- 課題
1. 『医学部の大罪』の書評から、「まあ、医局制度自体は、研修制度が変更になったので、以前ほどの威光はなくなった。」から「れば株主がゆるさんからなあ。」までを、両端を含めて一字一句違えずに書き出してください。
2. 『医学部の大罪』の書評にある「欧米では心臓疾患、日本ではガンによる死亡が多い。」という一文を英語に訳すとどうなりますか？
3. 『医学部の大罪』の書評で、医学部の医局制度の弊害を活写した名著として挙げられている山崎豊子の作品は何ですか？

- 提示文
======

Single40'S diary

「40過ぎて独身で」と言ってる間にはや還暦のブログ

医学部の大罪

「医学部の大罪」和田秀樹

ご存知の高名な精神科医の書いた本である。
有名な山崎豊子の「白い巨塔」は医学部の医局制度の弊害を活写した名著だが、あれからずいぶん経つのに、医学会の状況はさして変わりがない、という告発の書である。

まあ、医局制度自体は、研修制度が変更になったので、以前ほどの威光はなくなった。
とはいえ、実際に大学に残って研究の道を進もうと思えば、将軍様か教授様かという医局制度にどっぷりとはまらなければならないことに変わりはないらしい。
そして、その大学教授が必ずしも臨床が得意であるとは限らず、診断もできず手術もできず、という教授は珍しくもない。
あのIPS細胞で有名な山中教授もそうで、臨床で全然ダメで落ちこぼれ扱いされて追い出されたのが功を奏して、研究に邁進できたのである。
もっとも、最近では「コネクティングルーム」の厚生省高官に研究費を打ち切るぞ、と脅されているらしい。ふざけんな。

もちろん、その教授が製薬会社と昵懇なのは周知の通りで、アゴアシ接待は言うにおよばず、愛人を囲うためのマンションの提供をしている会社もあったそうだ。
製薬会社は企業なので、儲からないことはしないわけで、教授をここまで大事にするのは相応の見返りがあるからである。そうでなければ株主がゆるさんからなあ。

メタボの問題も、最近ようやく「やや太りぎみ」くらいの人のほうが長生きする、というデータが知れ渡るようになった。
欧米では心臓疾患、日本ではガンによる死亡が多い。
メタボを警戒するのは心臓疾患で、ガンの人は痩せ型に多いので、ガン死が多い日本人ではやや太り気味のほうが平均が上がることは充分に予想できるのであるが、そういう研究は相手にされない。
既得権益を握っている教授の意向に逆らう研究をしたらダメである。
臨床の世界も同様で、慶応大学の近藤医師の「ガン放置療法」(もっとも放置したら療法ではない気がするが)も同じである。
タチの悪いガンは一定確率で当たるので、そういうやつは切ってもダメでかえって寿命を縮めるから切らないほうが良い、というだけの話なのだが、外科の強い大学で「切らない」なんて話をしたらエリート医師でもお先まっくらになるのだ。

まあ、そういう医学の世界の問題点が内部告発の迫力で書かれている。
和田氏も、すでにどこの大学にも遠慮しなくて良くなっているので(笑)このさい書いちゃえ、で書きまくったと見える。
なかなかに、すさまじい。評価は☆。


世間では、新型コロナで大騒ぎであるが、我が国の流行は、まだパンデミックというほどではないようだ。

======

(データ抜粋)

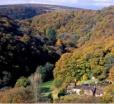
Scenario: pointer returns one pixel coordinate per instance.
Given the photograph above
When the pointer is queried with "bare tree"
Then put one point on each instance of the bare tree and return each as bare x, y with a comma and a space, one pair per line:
35, 83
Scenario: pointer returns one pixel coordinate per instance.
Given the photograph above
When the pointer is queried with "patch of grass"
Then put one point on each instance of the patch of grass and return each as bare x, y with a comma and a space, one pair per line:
46, 88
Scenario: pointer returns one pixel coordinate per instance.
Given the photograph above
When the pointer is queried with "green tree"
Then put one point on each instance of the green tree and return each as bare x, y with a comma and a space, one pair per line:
51, 34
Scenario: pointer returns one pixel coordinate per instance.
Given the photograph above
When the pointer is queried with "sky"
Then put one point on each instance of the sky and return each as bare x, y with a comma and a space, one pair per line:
88, 4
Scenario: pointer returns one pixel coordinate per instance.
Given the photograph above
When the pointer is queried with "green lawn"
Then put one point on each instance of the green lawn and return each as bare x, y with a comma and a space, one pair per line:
46, 88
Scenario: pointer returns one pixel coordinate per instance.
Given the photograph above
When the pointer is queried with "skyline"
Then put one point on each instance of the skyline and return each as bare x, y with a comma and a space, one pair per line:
87, 4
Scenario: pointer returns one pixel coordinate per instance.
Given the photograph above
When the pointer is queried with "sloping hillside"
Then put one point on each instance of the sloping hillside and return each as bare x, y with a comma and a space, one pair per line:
25, 11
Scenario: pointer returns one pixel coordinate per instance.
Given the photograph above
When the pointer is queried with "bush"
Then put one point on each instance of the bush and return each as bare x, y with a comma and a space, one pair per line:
16, 95
22, 82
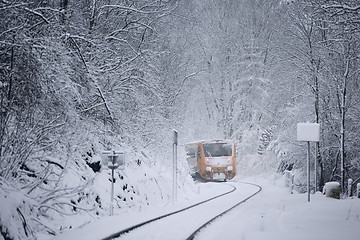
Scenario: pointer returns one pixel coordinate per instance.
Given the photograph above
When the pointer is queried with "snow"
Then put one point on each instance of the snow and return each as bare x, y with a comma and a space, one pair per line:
272, 214
309, 132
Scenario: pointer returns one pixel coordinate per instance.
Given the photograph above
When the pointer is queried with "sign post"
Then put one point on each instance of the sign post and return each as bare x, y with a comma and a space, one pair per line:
112, 160
308, 132
175, 143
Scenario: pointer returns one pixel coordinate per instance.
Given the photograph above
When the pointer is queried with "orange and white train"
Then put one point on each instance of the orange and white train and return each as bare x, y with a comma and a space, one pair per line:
212, 160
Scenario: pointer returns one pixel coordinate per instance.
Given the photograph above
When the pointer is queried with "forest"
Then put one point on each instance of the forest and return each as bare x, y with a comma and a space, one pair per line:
78, 77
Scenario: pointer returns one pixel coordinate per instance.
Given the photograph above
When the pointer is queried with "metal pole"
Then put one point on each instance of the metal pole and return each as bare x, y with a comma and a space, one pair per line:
316, 158
308, 171
112, 192
175, 172
112, 185
175, 140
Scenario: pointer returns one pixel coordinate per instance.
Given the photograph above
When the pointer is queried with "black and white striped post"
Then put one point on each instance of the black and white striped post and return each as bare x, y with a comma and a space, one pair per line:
112, 160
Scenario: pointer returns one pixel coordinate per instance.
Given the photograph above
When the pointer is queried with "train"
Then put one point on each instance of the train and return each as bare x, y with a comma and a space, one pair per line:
211, 160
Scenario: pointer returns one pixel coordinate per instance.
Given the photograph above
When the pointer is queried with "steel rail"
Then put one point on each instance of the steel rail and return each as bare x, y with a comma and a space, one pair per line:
192, 236
131, 228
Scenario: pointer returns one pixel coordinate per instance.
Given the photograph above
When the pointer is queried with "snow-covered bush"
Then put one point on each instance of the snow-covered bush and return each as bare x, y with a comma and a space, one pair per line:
332, 189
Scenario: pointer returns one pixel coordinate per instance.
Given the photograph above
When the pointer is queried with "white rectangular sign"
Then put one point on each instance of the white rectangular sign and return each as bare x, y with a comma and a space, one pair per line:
308, 132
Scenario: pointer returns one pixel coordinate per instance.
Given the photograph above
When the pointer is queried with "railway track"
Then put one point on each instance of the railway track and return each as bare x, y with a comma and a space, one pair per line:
184, 214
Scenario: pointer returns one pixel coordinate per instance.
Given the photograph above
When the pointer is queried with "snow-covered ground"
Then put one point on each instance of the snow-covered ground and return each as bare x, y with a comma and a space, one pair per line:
272, 214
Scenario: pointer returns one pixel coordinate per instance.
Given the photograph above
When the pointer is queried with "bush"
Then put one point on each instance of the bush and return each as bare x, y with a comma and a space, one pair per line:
332, 189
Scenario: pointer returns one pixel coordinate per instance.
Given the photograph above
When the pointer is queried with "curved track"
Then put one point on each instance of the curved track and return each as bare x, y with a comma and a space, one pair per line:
192, 236
192, 211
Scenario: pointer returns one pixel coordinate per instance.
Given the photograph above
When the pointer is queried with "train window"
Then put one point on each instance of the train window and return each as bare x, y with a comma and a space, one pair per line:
217, 149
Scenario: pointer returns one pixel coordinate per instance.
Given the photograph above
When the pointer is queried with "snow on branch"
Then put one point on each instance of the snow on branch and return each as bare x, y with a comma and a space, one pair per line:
342, 7
37, 14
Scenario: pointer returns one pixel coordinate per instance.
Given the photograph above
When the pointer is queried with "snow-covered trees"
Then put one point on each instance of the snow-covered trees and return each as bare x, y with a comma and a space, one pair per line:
326, 54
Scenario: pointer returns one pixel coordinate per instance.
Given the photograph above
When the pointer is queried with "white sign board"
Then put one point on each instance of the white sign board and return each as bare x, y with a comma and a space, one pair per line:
308, 132
113, 159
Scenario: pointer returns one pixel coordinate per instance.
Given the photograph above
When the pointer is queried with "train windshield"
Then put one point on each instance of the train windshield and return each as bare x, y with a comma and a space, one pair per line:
217, 149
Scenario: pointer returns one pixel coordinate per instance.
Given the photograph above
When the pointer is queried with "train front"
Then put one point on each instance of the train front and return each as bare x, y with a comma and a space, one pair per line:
220, 160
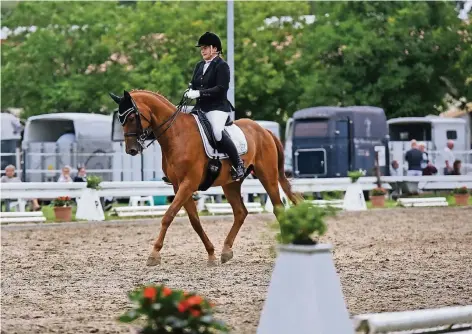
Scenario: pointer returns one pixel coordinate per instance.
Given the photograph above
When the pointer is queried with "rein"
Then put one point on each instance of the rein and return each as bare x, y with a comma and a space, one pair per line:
143, 134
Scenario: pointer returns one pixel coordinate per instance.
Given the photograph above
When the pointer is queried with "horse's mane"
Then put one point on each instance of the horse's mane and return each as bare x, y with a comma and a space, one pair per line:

======

- 解答
1.
まあ、医局制度自体は、研修制度が変更になったので、以前ほどの威光はなくなった。
とはいえ、実際に大学に残って研究の道を進もうと思えば、将軍様か教授様かという医局制度にどっぷりとはまらなければならないことに変わりはないらしい。
そして、その大学教授が必ずしも臨床が得意であるとは限らず、診断もできず手術もできず、という教授は珍しくもない。
あのIPS細胞で有名な山中教授もそうで、臨床で全然ダメで落ちこぼれ扱いされて追い出されたのが功を奏して、研究に邁進できたのである。
もっとも、最近では「コネクティングルーム」の厚生省高官に研究費を打ち切るぞ、と脅されているらしい。ふざけんな。

もちろん、その教授が製薬会社と昵懇なのは周知の通りで、アゴアシ接待は言うにおよばず、愛人を囲うためのマンションの提供をしている会社もあったそうだ。
製薬会社は企業なので、儲からないことはしないわけで、教授をここまで大事にするのは相応の見返りがあるからである。そうでなければ株主がゆるさんからなあ。

2. In Europe and America, many deaths are caused by heart disease, while in Japan, many are caused by cancer.

3. 「白い巨塔」